Records for this task:
┌──

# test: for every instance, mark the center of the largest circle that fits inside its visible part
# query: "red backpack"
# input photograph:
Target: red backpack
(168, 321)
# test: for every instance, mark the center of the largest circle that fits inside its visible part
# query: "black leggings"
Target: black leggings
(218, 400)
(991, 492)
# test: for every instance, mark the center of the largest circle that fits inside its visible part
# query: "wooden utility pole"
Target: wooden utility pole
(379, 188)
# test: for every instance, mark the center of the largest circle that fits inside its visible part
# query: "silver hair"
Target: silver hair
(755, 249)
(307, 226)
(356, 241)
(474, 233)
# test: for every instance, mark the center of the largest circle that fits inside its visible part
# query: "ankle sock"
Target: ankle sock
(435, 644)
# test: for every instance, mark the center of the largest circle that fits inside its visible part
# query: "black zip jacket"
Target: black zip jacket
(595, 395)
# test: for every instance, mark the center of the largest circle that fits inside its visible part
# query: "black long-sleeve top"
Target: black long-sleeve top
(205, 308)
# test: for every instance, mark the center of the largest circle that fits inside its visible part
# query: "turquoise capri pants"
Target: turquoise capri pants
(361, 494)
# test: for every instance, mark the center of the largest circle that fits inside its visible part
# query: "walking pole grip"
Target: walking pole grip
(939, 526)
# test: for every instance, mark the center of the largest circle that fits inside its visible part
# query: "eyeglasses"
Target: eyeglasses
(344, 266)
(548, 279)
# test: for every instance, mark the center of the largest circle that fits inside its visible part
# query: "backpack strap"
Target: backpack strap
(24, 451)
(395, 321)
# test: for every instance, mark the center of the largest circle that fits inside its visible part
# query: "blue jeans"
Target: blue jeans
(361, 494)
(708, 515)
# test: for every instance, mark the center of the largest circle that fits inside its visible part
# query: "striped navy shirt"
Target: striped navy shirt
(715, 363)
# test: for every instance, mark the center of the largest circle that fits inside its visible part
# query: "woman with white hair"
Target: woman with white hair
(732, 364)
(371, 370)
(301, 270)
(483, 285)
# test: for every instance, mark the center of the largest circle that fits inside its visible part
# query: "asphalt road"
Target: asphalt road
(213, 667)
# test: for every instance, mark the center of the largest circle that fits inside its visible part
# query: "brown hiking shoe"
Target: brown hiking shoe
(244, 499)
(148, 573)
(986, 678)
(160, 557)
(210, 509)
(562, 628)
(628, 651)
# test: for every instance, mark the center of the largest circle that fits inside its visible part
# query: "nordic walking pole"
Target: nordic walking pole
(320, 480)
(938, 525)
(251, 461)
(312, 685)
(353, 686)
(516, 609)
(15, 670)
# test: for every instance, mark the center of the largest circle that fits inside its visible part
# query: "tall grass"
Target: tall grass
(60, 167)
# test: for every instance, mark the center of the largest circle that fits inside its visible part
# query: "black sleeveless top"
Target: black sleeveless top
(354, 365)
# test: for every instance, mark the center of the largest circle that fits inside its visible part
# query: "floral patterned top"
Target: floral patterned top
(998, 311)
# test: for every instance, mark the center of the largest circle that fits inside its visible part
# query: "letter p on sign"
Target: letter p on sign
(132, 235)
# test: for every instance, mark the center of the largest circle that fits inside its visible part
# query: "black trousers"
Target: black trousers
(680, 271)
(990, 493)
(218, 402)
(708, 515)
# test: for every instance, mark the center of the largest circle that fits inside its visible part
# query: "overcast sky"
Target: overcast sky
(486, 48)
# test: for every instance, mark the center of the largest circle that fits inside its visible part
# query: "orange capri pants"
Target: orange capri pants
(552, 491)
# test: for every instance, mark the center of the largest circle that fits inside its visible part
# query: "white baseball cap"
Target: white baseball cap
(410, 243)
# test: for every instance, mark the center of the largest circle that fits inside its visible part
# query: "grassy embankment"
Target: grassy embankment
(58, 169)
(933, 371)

└──

To do: Every entry above must be reproduced exactly.

Written answer:
# test: for every instance, mark the center of the largest circle that fits inside its visible part
# query: "red backpack"
# input photograph:
Target: red backpack
(168, 321)
# test: for every instance, mark the center of the largest circle that fits inside its visible part
# query: "black leggings"
Target: black leggings
(218, 400)
(991, 492)
# test: for every instance, mark the center of the largest circle that fits inside its visible part
# query: "wooden utility pole"
Target: wooden utility pole
(379, 188)
# test: for every instance, mark the center of the largest circle that fits inside its visible part
# query: "silver hair"
Target: silver hair
(755, 249)
(307, 226)
(356, 241)
(474, 233)
# test: for every instance, mark the center of the largest circle that fits inside its visible part
# query: "ankle sock"
Target: ankle sock
(435, 644)
# test: for every instance, mark the center of the largest circle that fits inside its visible part
# query: "black zip jacket"
Target: black zip jacket
(595, 395)
# test: for every instance, mark the center of the largest circle that fits inside its visible part
# query: "black long-sleeve top"
Target: black long-sleeve top
(205, 308)
# test: for every instance, mark the center of the largest circle that fits inside its visible part
# query: "turquoise capri pants"
Target: turquoise capri pants
(361, 494)
# test: for every instance, mark the center of the largest circle that fits inside its visible part
# query: "walking pole grip"
Target: walking pole grip
(939, 526)
# test: for every instance, mark the center of the largest circle that fits inside its visible part
# query: "eyeglasses"
Target: eyeglasses
(344, 266)
(548, 279)
# test: for every instance, mark the center of the largest circle that fits inside its visible part
# query: "backpack strap"
Target: backpack strap
(24, 451)
(395, 321)
# test: for every instance, mark the center of the largest circle that fits inside its visible part
# query: "blue jeans"
Target: blue jeans
(361, 494)
(708, 515)
# test: for every instance, mark the center of the largest circle that fits inside its visible part
# query: "striped navy shirt"
Target: striped navy shirt
(715, 363)
# test: for every instance, mark the center of the largest circle that fits inside its visible part
# query: "woman with white hair"
Target: woman with white hair
(732, 364)
(371, 370)
(301, 270)
(483, 285)
# test: for every instance, mark the center of the largest circle that fits inside its visible part
# query: "asphalt road"
Target: asphalt road
(213, 667)
# test: for every instance, mark the center of the largest circle that fits inside its visible part
# query: "brown hiking shoe"
Target: brown hiking shoe
(244, 499)
(148, 573)
(986, 678)
(160, 557)
(210, 509)
(562, 628)
(628, 651)
# test: for every instance, mark the center of the largest circle that fits inside its visible part
# query: "nordic walking pole"
Target: nordic walking pole
(320, 480)
(938, 525)
(251, 461)
(312, 685)
(353, 686)
(516, 609)
(15, 670)
# test: for every instance, mark the center of the largest circle that fits inside its visible part
# query: "tall grass"
Target: tall grass
(60, 167)
# test: for every instance, mark the center of the largest circle that fits inside its visible part
# query: "black sleeveless top"
Target: black sleeveless top
(354, 365)
# test: for every instance, mark the center of the largest circle that fits inside its visible part
# query: "floral patterned top"
Target: floral patterned top
(998, 311)
# test: for every instance, mark the center of the largest circle that fits inside its visible part
# query: "letter p on sign"
Target: letter p on sign
(132, 235)
# test: for every instance, mark the center of the largest circle that fits inside its visible part
# query: "black trousers"
Target: black trousers
(680, 271)
(990, 493)
(218, 402)
(708, 515)
# test: for every instance, mark the center of the largest circle that fits inside its visible part
# query: "overcast sky"
Target: overcast sky
(486, 48)
# test: for every instance, mark the center of the largest circle that fits inside its visible part
# query: "orange capri pants"
Target: orange capri pants
(552, 491)
# test: for every instance, mark the center of the largest circle that fits inside its visible part
# query: "white baseball cap"
Target: white baseball cap
(410, 243)
# test: for every instance, mark the center of the largest circle that fits inside its visible part
# query: "grassy embankment"
Target: grassy embankment
(58, 169)
(933, 371)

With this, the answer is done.